═══ TEXT SHOWN
When I was growing up, my family was fairly dysfunctional. Not in any sort of abusive way, but as a child of immigrants, our household environment was not unlike some of the things you see on reality TV shows. However, even though things got downright wacky at times, and both of my parents worked, one thing that we consistently took part in was family meals.

Sure, some nights we ate macaroni and cheese out of a box, but to a child, that can be akin to fine cuisine. Now that I’m an adult and a parent, I’m struck by how little time families (at least the ones I know) spend having a meal together. It sort of makes sense when you consider how so many of us are busy working late or carting the kids off to assorted extracurricular activities. Who has time to sit down to a meal? Needless to say, marketers of processed foods are more than happy to cater to this hectic lifestyle.

Well, now it seems that people who can’t make the time for a sit-down meal, which at one time or another can include virtually any one of us, might want to consider the following: A recent study has determined that eating family meals is one of three important domestic activities that reduces a preschooler’s risk of becoming obese. The other two factors are getting enough sleep (10,5 hours) and limiting the amount of time that they watch TV (less than 2 hours). While previous studies have tied obesity to these three factors individually, this is the first time that all three have been studied together on such a large scale.

According to the study, published in the journal Pediatrics, adhering to at least one of these suggestions is enough to make a difference, but when children (4 years of age) took part in all three, they had an almost 40% lower incidence of obesity than children who took part in none of them.

Suffice it to say, in addition to lowering a child’s risk of becoming obese, the appeal of these routines is that they also might very well have a positive impact on a child’s overall development. After all, as every parent knows, sleep is a wonderful thing, and numerous studies have determined that getting enough it not only improves our health and state of mind, but could help us live longer, too. As for family meals, taking the time to eat together may not necessarily guarantee healthier eating, but it sure beats eating some pre-wrapped, processed food product in the backseat of a minivan. As for TV, let’s face it, sitting around the tube is a poor substitute for spending quality time together as a family, as you might as well be in separate rooms.

Maybe it’s not a bad idea for all of us to slow down a little and take the time to savor and appreciate the good things in life. By setting a good example for our kids, parents and children alike benefit from the increase in quality time.

What more could a parent ask for? Well, maybe a little more sleep, but that’s not going to happen.
══════
═══ RECORD EXCERPTS
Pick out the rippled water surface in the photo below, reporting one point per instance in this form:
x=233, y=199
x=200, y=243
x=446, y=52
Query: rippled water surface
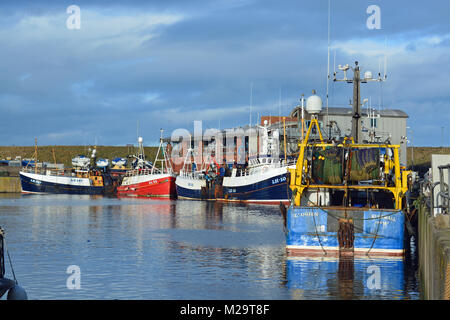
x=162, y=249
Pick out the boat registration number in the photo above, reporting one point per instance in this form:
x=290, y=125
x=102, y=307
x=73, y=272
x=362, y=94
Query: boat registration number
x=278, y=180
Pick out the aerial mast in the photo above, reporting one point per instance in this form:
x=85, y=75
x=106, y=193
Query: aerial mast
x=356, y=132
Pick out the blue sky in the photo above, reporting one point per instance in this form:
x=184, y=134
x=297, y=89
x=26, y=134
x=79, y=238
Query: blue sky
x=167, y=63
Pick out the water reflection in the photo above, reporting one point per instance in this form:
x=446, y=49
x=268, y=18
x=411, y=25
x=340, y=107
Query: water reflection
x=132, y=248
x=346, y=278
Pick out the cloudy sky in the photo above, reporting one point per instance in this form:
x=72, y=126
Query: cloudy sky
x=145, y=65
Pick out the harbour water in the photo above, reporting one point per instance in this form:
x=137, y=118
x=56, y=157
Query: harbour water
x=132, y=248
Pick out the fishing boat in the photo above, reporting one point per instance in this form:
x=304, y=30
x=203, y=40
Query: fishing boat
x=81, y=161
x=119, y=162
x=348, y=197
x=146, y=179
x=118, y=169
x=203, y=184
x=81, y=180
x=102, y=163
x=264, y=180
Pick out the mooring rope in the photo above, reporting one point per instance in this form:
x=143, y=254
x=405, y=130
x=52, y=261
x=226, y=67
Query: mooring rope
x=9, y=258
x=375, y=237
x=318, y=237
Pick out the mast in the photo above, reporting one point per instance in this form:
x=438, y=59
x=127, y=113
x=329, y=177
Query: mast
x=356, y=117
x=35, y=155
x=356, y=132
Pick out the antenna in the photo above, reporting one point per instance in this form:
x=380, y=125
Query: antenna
══════
* [WORK INSTRUCTIONS]
#1 In the text on family meals and childhood obesity, why does the writer say it makes sense that families spend little time eating together? Please answer in one to three sentences.
#2 According to the text on family meals and childhood obesity, in which journal was the study published?

* [RESULTS IN ORDER]
#1 It makes sense because so many people are busy working late or driving their kids to various extracurricular activities. That leaves little time to sit down to a meal.

#2 The study was published in the journal Pediatrics.